### Extracted material
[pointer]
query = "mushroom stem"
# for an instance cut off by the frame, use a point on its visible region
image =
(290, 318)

--

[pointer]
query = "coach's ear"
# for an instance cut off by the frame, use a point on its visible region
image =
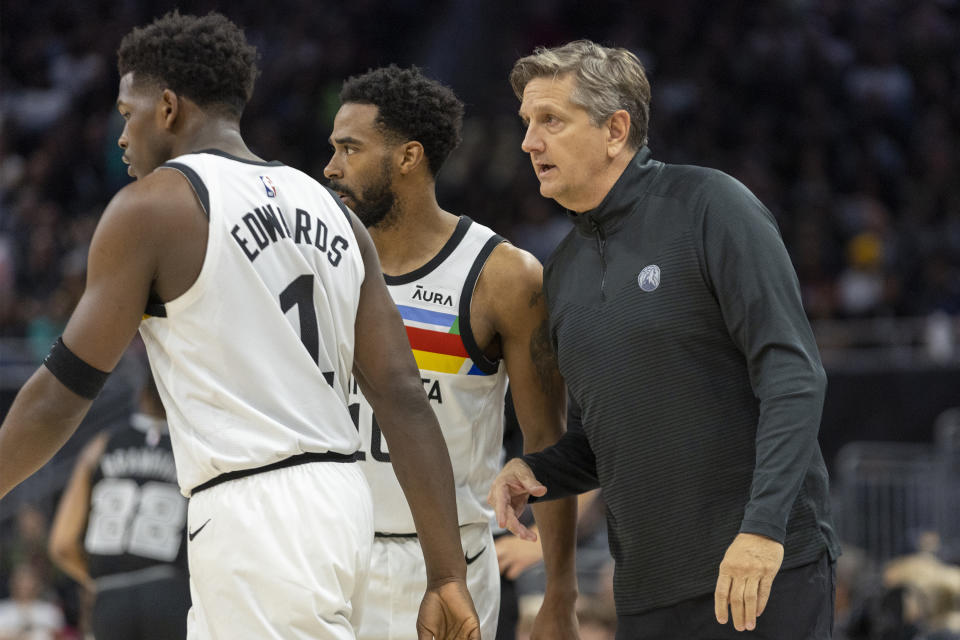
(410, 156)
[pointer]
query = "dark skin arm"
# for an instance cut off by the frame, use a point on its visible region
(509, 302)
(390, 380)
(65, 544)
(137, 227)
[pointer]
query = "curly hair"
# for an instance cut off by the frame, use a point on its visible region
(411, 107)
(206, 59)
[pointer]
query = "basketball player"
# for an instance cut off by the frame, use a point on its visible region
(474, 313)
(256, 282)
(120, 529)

---

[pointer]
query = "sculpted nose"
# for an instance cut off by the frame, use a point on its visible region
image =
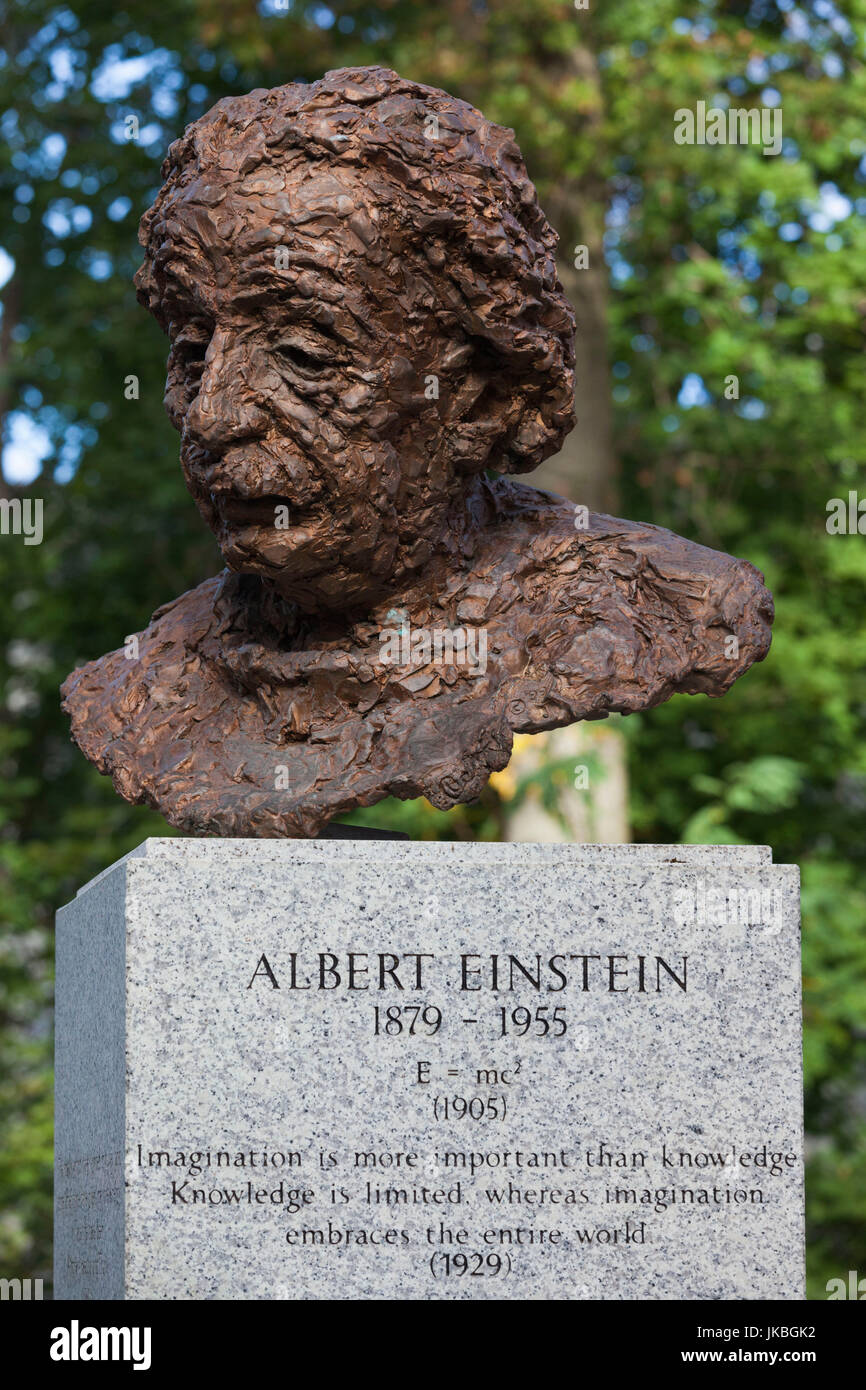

### Directive
Count the lines in the data above that contain the string "query". Reply with the number only.

### Reply
6